**Opdracht 1**:
Beantwoord deze vragen over de forumdraad over het woord "moeite":
(a) Wat betekent "moeite" volgens de eerste reactie van eno2?
(b) Hoe schrijft eno2 de zin "Hij heeft moeite om namen te onthouden" om?
(c) Waartoe kan een "hard time" volgens ThomasK leiden?
**Opdracht 2**:
Schrijf uit de forumdraad over het woord "moeite" letterlijk over van "Ik heb vanmorgen" tot en met "aan ''zorg'' verander, zou de betekenis hetzelfde zijn?".

**Gekozen fragment**:
****

# moeite



## Alisson Pereira

Helllo,

Ik heb vanmorgen dat woord gezien op mijn WD en daarna zag ik sommige voorbeeld, maar ik ben niet zo zeker hoe ik dat moet gegruiken. Dan zouden jullie er me mee kunnen helpen? Ik probeer een paar zinnen.

>> worth

1) Deze auto is niet de moeite waard om te kopen
2) Deze film is niet de moeite waard om naar te kijken

Een andere betekenis is ''trouble'', dat weet ik niet, maar ik denk iets zoals ''zorg'' of ''moeilijkheden''

1) Hij heeft moeite om namen te onthouden
**Als ik ''moeite'' aan ''moeilijkheden'' verander, zou de betekenis hetzelfde zijn?

2) Dank u voor uw moeite
**Als ik ''moeite'' aan ''zorg'' verander, zou de betekenis hetzelfde zijn?

Sorry, als mijn vragen nergens opslaten.

Bij voorbaat dank


----------



## eno2

Mijn eerste reactie was dat moeite éénduidig is en  'inspanning' betekent.
Wiktionary bevestigt dat....



> >> worth
> 
> 1) Deze auto is niet de moeite waard om te kopen (???? beetje raar)
> 2) Deze film is niet de moeite waard om naar te kijken (beter zie  hieronder)



Waard= worth....
Deze auto is het kopen niet waard. 
Deze film is het kijken niet waard. 
Deze film is de moeite van het kijken niet waard
Deze film is de inspanning  van het kijken niet waard



> 1) Hij heeft moeite om namen te onthouden
> **Als ik ''moeite'' aan ''moeilijkheden'' verander, zou de betekenis hetzelfde zijn?


 Met moeilijkheden: slecht Nederlands
Hij heeft het MOEILIJK om namen te onthouden  



> 2) Dank u voor uw moeite
> 
> **Als ik ''moeite'' aan '  IN 'zorg'' verander, zou de betekenis hetzelfde zijn?


Zorg is net iets  anders, meer specifiek dan moeite.  Dat gaat meer over zorg en toewijding dan over moeite/inspanning.  
Dank u voor uw moeite= dank u voor uw inspanningen.


----------



## ThomasK

Belangrijk: "moeite" kan ook "trouble" betekenen, zoals je schrijft.  Hij heeft moeite met Nederlands, met afvallen, met loslaten, met grote groepen: iets als "a hard time", maar niet in de zin van "difficult", eerder in de zin van een emotioneel probleem, zoals met grote groepen.

Die "hard time" kan mogelijk tot zorgen, _worries_, leiden...

****

**Gegevens**:
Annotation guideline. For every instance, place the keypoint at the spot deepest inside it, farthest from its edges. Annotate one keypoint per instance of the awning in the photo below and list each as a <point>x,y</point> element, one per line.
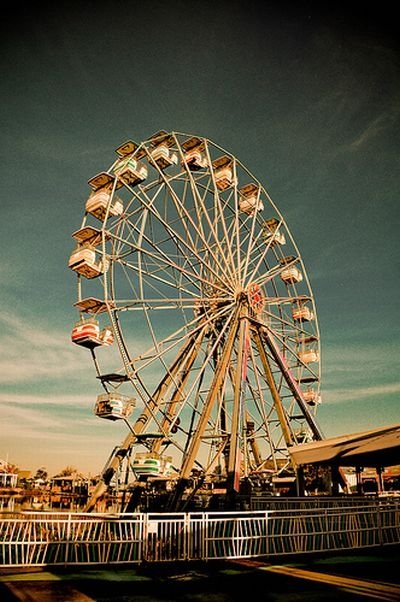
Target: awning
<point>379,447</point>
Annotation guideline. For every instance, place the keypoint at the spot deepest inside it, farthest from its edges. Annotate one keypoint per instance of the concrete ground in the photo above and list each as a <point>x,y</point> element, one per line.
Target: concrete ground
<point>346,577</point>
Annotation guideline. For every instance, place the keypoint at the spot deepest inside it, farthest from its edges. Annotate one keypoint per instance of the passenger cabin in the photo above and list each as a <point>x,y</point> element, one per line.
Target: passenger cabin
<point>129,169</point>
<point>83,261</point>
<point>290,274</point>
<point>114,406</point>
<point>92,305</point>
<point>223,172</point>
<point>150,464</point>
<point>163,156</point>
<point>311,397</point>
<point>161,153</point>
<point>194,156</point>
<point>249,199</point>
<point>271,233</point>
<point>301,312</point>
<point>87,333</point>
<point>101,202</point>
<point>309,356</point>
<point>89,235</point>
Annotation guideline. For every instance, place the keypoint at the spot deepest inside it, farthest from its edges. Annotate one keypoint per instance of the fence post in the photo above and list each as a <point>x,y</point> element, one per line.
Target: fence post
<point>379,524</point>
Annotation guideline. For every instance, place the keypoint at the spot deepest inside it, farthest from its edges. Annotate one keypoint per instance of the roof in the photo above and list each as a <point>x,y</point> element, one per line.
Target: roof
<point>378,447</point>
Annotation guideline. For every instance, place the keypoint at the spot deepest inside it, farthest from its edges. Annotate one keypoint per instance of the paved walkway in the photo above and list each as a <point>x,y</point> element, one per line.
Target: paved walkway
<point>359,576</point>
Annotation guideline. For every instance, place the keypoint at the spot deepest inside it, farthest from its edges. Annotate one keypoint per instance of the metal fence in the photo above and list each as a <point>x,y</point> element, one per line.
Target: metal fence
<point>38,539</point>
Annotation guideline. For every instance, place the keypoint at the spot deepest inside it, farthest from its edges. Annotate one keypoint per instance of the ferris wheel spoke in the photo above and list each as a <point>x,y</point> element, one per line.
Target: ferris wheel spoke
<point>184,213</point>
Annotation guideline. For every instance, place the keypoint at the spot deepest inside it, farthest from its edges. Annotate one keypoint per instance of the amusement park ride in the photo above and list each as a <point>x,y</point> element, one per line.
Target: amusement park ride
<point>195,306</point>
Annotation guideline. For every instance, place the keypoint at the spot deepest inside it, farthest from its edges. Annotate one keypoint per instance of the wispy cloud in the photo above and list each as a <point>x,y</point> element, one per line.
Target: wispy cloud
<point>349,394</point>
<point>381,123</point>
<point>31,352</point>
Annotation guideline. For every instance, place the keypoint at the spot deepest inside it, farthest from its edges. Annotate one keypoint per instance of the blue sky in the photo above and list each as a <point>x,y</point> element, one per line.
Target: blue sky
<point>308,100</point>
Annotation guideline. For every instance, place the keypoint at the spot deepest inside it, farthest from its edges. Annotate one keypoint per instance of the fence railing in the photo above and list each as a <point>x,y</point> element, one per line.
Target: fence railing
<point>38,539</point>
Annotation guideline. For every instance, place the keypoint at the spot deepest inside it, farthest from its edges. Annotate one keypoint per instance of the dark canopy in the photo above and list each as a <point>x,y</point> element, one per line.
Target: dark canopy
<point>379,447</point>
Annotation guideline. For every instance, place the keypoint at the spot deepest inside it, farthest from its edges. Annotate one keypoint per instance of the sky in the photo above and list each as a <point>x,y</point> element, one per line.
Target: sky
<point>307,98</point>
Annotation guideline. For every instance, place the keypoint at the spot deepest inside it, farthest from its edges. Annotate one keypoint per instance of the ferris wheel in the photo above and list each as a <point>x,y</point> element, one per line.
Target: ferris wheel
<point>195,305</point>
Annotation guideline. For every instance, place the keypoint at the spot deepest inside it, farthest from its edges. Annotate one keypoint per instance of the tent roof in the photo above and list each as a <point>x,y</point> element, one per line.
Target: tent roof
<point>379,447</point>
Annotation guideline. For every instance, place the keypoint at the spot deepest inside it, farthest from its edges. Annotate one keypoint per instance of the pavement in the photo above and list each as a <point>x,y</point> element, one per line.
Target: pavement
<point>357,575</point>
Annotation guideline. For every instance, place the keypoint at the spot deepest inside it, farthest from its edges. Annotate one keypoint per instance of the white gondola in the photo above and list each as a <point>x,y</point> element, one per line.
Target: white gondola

****

**Resultaat 1**:
(a) Inspanning.
(b) Hij heeft het moeilijk om namen te onthouden.
(c) Tot zorgen (worries).

**Resultaat 2**:
Ik heb vanmorgen dat woord gezien op mijn WD en daarna zag ik sommige voorbeeld, maar ik ben niet zo zeker hoe ik dat moet gegruiken. Dan zouden jullie er me mee kunnen helpen? Ik probeer een paar zinnen.

>> worth

1) Deze auto is niet de moeite waard om te kopen
2) Deze film is niet de moeite waard om naar te kijken

Een andere betekenis is ''trouble'', dat weet ik niet, maar ik denk iets zoals ''zorg'' of ''moeilijkheden''

1) Hij heeft moeite om namen te onthouden
**Als ik ''moeite'' aan ''moeilijkheden'' verander, zou de betekenis hetzelfde zijn?

2) Dank u voor uw moeite
**Als ik ''moeite'' aan ''zorg'' verander, zou de betekenis hetzelfde zijn?